**Page extract**
Huerta et al. (2025) Enhancing daily precipitation reconstruction: An improved version of the reddPrec R package

Identification

Journal: Environmental Modelling & Software
Year: 2025
Date: 2025-10-10
Authors: Adrian Huerta, Stefan Brönnimann, Martín de Luis, Santiago Beguerı́a, Roberto Serrano‐Notivoli
DOI: 10.1016/j.envsoft.2025.106717

Research Groups

Institute of Geography, University of Bern, Bern, Switzerland
Oeschger Centre for Climate Change Research, Bern, Switzerland
Departamento de Geografía y Ordenación del Territorio. Instituto Universitario de Ciencias Ambientales (IUCA), University of Zaragoza, Zaragoza, Spain
Estacion Experimental de Aula Dei, Consejo Superior de Investigaciones Científicas (EEAD-CSIC), Zaragoza, Spain

Short Summary

This paper introduces an improved version of the reddPrec R package for daily precipitation reconstruction, featuring enhanced quality control, homogenization, and flexible machine learning models with dynamic covariates. Case studies in Switzerland and Spain demonstrate its superior accuracy in gap-filling and grid creation, and its effectiveness in detecting and adjusting data inhomogeneities.

**Aim of the task**
Answer these about the reddPrec paper entry:
1. In which journal did the paper appear?
2. What DOI does the entry give?
3. Which two countries were the case studies set in?
The listing has nothing to do with the reddPrec paper entry.

**Dataset content**
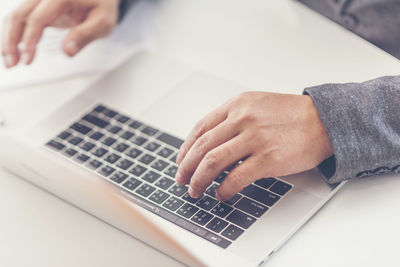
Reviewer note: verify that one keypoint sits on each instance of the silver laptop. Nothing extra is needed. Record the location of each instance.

**Completed task**
1. Environmental Modelling & Software
2. 10.1016/j.envsoft.2025.106717
3. Switzerland and Spain